▶ Record excerpts
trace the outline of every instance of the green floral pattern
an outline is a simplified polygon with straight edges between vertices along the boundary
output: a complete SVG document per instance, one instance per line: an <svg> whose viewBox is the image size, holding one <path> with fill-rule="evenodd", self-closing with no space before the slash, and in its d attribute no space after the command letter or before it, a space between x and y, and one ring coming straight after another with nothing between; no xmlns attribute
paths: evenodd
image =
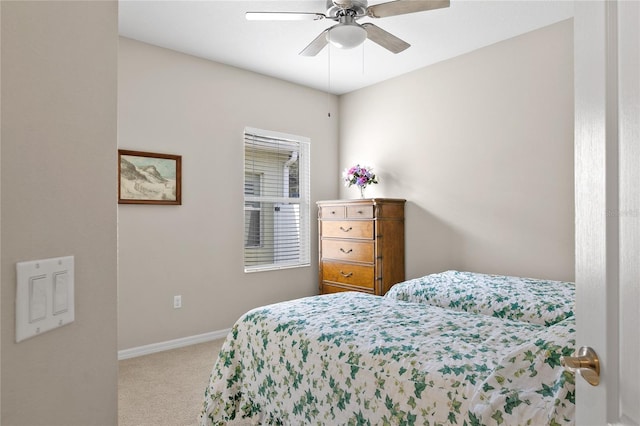
<svg viewBox="0 0 640 426"><path fill-rule="evenodd" d="M575 309L574 283L460 271L408 280L385 296L547 326Z"/></svg>
<svg viewBox="0 0 640 426"><path fill-rule="evenodd" d="M573 335L363 293L269 305L233 326L200 423L572 424Z"/></svg>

▶ Problem statement
The expected output is the run of lines from the one containing "an outline is" to the last line of the listing above, both included, word for word and free of pictures.

▶ Response to this task
an outline is a simplified polygon with straight edges between vertices along the boundary
output: a complete SVG document per instance, one instance per line: an <svg> whose viewBox is the image size, holding one <path> with fill-rule="evenodd", self-closing with no space before the slash, and in its d attribute no space after the command letter or before it, a space between x and y, and one ring coming straight after another with nothing between; no xmlns attribute
paths: evenodd
image =
<svg viewBox="0 0 640 426"><path fill-rule="evenodd" d="M575 309L574 283L460 271L408 280L385 296L547 326Z"/></svg>
<svg viewBox="0 0 640 426"><path fill-rule="evenodd" d="M573 335L363 293L269 305L233 326L200 423L572 424Z"/></svg>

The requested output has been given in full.